Rewrite every line of the records below as a JSON list of strings, one string per line, leaving out blank lines.
━━━━━━━━━━━━━━━━
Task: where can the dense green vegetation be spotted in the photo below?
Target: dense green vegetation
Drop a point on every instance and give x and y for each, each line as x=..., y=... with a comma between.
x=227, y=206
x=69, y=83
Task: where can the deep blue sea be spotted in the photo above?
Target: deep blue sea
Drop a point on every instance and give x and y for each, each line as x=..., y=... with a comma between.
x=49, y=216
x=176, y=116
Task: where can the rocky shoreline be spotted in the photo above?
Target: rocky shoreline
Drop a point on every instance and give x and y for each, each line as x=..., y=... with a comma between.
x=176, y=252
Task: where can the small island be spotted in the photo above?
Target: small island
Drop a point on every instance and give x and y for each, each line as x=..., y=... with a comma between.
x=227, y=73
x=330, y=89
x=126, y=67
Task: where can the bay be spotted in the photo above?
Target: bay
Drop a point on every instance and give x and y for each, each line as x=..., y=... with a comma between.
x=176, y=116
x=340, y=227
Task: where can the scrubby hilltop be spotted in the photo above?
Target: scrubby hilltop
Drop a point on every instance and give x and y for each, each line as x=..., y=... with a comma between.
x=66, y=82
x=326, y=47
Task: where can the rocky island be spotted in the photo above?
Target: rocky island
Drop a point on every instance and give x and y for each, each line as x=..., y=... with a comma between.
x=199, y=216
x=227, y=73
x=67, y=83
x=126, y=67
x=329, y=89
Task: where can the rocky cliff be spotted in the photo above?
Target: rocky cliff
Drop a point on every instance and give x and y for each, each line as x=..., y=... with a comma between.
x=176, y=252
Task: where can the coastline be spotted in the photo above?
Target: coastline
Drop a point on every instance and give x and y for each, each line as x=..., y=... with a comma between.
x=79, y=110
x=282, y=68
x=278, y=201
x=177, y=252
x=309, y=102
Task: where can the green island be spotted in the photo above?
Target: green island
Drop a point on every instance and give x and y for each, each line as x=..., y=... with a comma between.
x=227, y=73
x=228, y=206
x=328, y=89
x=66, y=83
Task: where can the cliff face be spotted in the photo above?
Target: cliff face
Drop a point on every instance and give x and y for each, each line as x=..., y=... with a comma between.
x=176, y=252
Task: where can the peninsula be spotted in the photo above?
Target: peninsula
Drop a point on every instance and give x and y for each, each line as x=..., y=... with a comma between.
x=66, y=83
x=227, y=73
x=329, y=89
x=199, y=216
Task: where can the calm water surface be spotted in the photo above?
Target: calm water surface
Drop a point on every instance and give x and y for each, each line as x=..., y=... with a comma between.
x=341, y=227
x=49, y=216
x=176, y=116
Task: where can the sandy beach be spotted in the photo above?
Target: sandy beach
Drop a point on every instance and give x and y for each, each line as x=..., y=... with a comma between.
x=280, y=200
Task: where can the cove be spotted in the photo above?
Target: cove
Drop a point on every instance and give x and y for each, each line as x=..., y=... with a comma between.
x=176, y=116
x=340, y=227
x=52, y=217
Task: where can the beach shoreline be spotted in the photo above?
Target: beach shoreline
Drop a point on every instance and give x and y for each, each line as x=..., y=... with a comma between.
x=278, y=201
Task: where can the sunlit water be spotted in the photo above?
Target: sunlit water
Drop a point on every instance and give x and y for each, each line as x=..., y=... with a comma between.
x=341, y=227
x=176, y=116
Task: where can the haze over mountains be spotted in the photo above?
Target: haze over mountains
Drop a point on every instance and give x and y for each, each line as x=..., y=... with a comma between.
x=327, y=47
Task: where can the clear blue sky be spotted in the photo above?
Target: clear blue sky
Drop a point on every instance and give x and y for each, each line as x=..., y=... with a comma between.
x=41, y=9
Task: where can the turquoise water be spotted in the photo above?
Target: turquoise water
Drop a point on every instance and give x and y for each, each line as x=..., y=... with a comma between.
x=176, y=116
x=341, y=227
━━━━━━━━━━━━━━━━
= Finished answer =
[
  "Task: where can the dense green vegetation be spotted in the photo below?",
  "Target: dense green vegetation",
  "Drop a point on every instance and give x and y for each, each line as x=..., y=... with a comma between.",
  "x=227, y=206",
  "x=69, y=83",
  "Task: where can the deep blue sea be spotted in the photo above?",
  "Target: deep blue sea",
  "Drop a point on every instance and give x and y for each, each line as x=..., y=... with a comma between.",
  "x=49, y=216",
  "x=176, y=116",
  "Task: where can the rocky shoreline be spotted in the photo above?",
  "Target: rocky shoreline",
  "Drop a point on every instance and give x and y for each, each line as x=..., y=... with a comma between.",
  "x=176, y=252",
  "Task: where can the small island be spotted in the photo above?",
  "Target: small island",
  "Drop a point on every instance and give x and y for each, each line as x=..., y=... with a comma between.",
  "x=227, y=73",
  "x=330, y=89",
  "x=126, y=67",
  "Task: where can the bay be spotted in the photo above?",
  "Target: bay",
  "Drop a point on every instance and give x and y for each, each line as x=..., y=... with a comma between.",
  "x=176, y=116",
  "x=340, y=227",
  "Task: where can the scrubby hilltop be spotted in the photo above?",
  "Target: scrubby hilltop",
  "Drop a point on every instance and give x and y for each, each line as x=..., y=... with a comma between.",
  "x=66, y=82",
  "x=326, y=47",
  "Task: where can the rocky island be spotted in the photo above?",
  "Target: rocky island",
  "Drop a point on every instance and give x and y for each, each line as x=..., y=... with a comma between.",
  "x=199, y=216",
  "x=227, y=73",
  "x=67, y=83",
  "x=126, y=67",
  "x=329, y=89",
  "Task: where can the rocky cliff be spotted in the photo above?",
  "Target: rocky cliff",
  "Drop a point on every instance and give x and y for each, each line as x=..., y=... with a comma between.",
  "x=176, y=252",
  "Task: where can the coastline be spotted in the photo above?",
  "Target: coastline",
  "Drop a point on every instance and give x and y for each, each line as x=..., y=... with a comma between.",
  "x=79, y=110",
  "x=282, y=68",
  "x=278, y=201",
  "x=177, y=252",
  "x=309, y=102",
  "Task: where can the green island be spotted in the photo above?",
  "Target: green island",
  "Drop a point on every instance and give x and y for each, each line as x=..., y=... with a comma between.",
  "x=227, y=73",
  "x=228, y=206",
  "x=328, y=89",
  "x=66, y=83",
  "Task: where can the cliff face be spotted in the photo above?",
  "Target: cliff face",
  "Drop a point on every instance and give x and y for each, each line as x=..., y=... with a comma between.",
  "x=176, y=252",
  "Task: where can the peninsula be spotted in the photo above?",
  "Target: peninsula",
  "Drop a point on every instance and give x and y for each, each line as x=..., y=... with a comma between.",
  "x=66, y=83",
  "x=227, y=73",
  "x=329, y=89",
  "x=199, y=216",
  "Task: where can the calm water surface be spotted in the photo above?",
  "Target: calm water surface",
  "Drop a point on every instance and give x and y for each, each line as x=..., y=... with a comma between.",
  "x=341, y=227",
  "x=49, y=216",
  "x=176, y=116",
  "Task: where can the sandy beach be spotted in the photo above?",
  "Target: sandy beach",
  "Drop a point on every instance and give x and y for each, each line as x=..., y=... with a comma between.",
  "x=280, y=200",
  "Task: where can the cove be spotted in the photo above?",
  "Target: cove",
  "Drop a point on every instance and give x and y for each, each line as x=..., y=... with a comma between.",
  "x=176, y=116",
  "x=340, y=227",
  "x=52, y=217",
  "Task: where can the beach shoreline be spotted in the photo above?",
  "Target: beach shoreline",
  "Drop a point on every instance and give x and y for each, each line as x=..., y=... with a comma between.",
  "x=278, y=201",
  "Task: where can the sunlit water be spotted in the photo above?",
  "Target: sunlit water",
  "Drop a point on every instance and give x and y for each, each line as x=..., y=... with a comma between.",
  "x=341, y=227",
  "x=176, y=116",
  "Task: where can the haze over mountains be spotted in the photo above?",
  "Target: haze over mountains",
  "Drop a point on every instance and give x and y for each, each line as x=..., y=... with a comma between.",
  "x=327, y=47",
  "Task: where can the clear blue sky be spotted in the photo above?",
  "Target: clear blue sky",
  "Drop a point on every instance and give x and y for each, each line as x=..., y=... with a comma between.",
  "x=41, y=9",
  "Task: where can the turquoise water be spotted in the photo above?",
  "Target: turquoise water",
  "Drop a point on every instance and give x and y for each, each line as x=..., y=... with a comma between.",
  "x=176, y=116",
  "x=341, y=227"
]